Set task 1 → According to the interview excerpt, how many pages long is the book How Art Happens?

Selected passage →
┄┄┄┄┄┄┄┄┄┄┄┄┄┄┄┄┄┄┄┄

It wasn’t until I decided to see a doctor about my eye that I discovered the error of communication that paused my career as an artist for 23 years. It was fine – I could go ahead and paint, no damage would be done. And what the doctor had probably meant was that I should stop painting for a few months while the eye healed, not for the rest of my life. I felt for a long time I’d been robbed of those years, but now I don’t.
I gained a lot of experience in that time, too.

What’s the story behind your new book: How Art Happens?

It’s an 80-page book on the theory of art, something I’ve been thinking about for years. It stems from my experience as a psychologist and my interest in how images are translated onto paper. Artists work intuitively, but it’s possible to turn-on that intuitive part of your brain on request. It’s done through ‘creative dreaming’, a state of mind similar to that between wake and sleep, the most creative state of all. It’s like carrying around a mental sketchbook, pencil and eraser, and imagining an image appear on paper, making changes to the bits you’re not happy with. The picture you’re left with is the image that makes a work of art. The state of creative dreaming is similar to that we fall into when we are doing something automatically, like driving,. It’s much more common in children than adults. There have been many studies, including those by a professor – Semir Zeki – which show there’s a part of the brain (called the orbito frontal cortex) that is activated by beauty. I’ve discussed the subject at length with experts on neuro-science.

┄┄┄┄┄┄┄┄┄┄┄┄┄┄┄┄┄┄┄┄

Material →
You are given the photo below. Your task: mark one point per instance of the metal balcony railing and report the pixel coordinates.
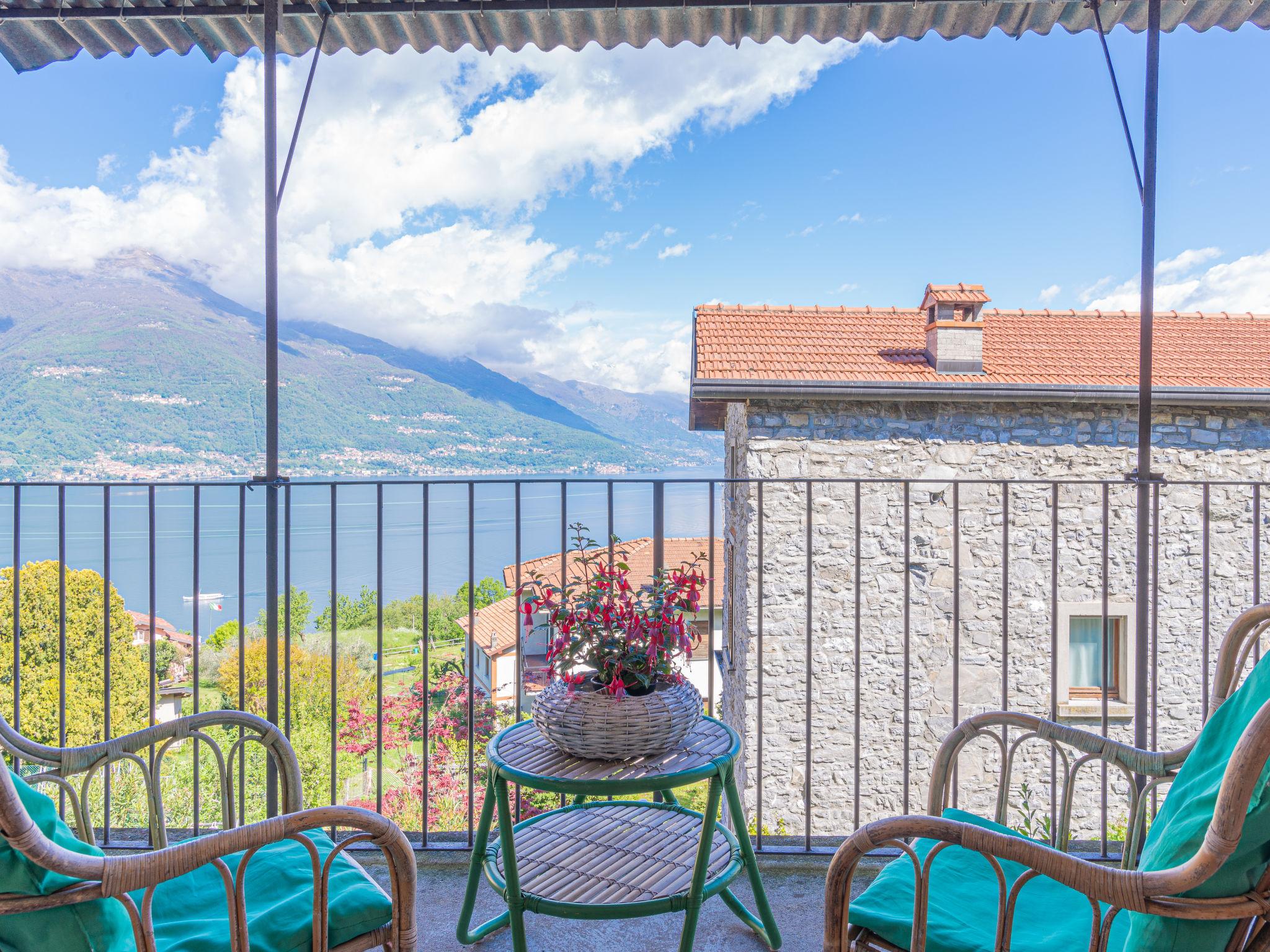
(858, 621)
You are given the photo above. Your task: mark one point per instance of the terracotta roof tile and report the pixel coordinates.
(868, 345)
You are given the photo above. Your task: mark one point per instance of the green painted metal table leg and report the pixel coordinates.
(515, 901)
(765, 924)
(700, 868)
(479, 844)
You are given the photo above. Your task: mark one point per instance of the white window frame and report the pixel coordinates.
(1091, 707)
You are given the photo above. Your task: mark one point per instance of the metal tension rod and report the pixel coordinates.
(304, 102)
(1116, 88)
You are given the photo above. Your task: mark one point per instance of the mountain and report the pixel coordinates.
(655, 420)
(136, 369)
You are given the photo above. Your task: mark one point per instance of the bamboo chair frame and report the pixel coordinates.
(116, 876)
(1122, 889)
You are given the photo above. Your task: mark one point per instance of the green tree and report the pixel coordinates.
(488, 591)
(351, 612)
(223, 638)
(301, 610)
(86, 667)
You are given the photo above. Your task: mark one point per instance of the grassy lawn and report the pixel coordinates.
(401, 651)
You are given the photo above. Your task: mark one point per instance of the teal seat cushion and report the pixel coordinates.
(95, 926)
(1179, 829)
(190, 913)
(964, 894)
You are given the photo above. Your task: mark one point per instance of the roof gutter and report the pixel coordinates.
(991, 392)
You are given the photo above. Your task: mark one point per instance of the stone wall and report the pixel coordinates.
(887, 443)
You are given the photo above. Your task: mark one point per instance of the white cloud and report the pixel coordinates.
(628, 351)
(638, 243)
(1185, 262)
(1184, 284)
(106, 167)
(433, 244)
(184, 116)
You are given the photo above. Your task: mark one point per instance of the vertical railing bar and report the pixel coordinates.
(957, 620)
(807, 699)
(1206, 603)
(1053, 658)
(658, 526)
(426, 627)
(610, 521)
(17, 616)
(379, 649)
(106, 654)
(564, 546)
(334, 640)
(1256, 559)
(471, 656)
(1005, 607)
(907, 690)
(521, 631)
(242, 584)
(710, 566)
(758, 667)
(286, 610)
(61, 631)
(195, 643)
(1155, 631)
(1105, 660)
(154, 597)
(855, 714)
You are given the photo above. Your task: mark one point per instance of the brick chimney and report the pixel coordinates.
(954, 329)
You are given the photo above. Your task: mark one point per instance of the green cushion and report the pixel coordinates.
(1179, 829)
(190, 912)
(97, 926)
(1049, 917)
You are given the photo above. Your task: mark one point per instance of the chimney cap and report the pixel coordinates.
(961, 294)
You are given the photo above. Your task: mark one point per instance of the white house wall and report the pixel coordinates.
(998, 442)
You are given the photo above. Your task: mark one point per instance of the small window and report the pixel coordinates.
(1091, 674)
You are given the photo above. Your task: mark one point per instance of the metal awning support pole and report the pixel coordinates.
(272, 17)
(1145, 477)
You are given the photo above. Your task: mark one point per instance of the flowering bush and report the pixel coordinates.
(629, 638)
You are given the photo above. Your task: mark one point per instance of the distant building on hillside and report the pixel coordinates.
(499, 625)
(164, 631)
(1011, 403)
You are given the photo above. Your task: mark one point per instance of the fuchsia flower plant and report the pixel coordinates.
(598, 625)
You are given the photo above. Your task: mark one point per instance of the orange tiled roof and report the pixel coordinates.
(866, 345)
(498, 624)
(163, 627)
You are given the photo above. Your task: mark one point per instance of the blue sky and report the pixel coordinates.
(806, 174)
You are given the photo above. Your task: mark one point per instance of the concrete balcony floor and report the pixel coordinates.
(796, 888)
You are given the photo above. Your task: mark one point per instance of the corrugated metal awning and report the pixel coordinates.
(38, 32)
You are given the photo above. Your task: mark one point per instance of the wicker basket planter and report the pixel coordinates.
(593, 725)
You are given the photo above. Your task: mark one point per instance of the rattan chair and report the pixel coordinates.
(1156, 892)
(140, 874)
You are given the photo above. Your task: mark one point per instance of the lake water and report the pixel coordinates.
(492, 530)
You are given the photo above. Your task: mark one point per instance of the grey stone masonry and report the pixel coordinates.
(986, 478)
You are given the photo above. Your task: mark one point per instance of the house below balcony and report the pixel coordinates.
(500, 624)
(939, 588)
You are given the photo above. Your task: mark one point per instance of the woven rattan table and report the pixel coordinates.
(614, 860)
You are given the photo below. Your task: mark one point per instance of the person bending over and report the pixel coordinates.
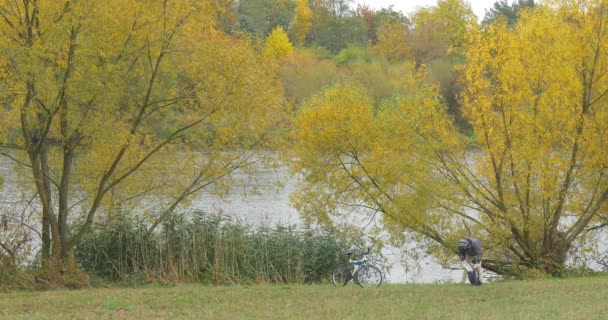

┄┄┄┄┄┄┄┄┄┄┄┄┄┄┄┄┄┄┄┄

Set task 2 → Rewrite the records from the line with "window and report the pixel coordinates." to the line with "(1145, 477)", replacing "small window" with "narrow window" and leaving everything else unchanged. Give only those lines.

Exercise solution 1 → 80 pages

Exercise solution 2 →
You are given the photo above. Your task: mark one point per instance of the narrow window and report the pixel coordinates.
(1091, 674)
You are given the photo above. Your task: mark one point per instance of the metal awning support pole and report the pixel coordinates.
(272, 17)
(1145, 477)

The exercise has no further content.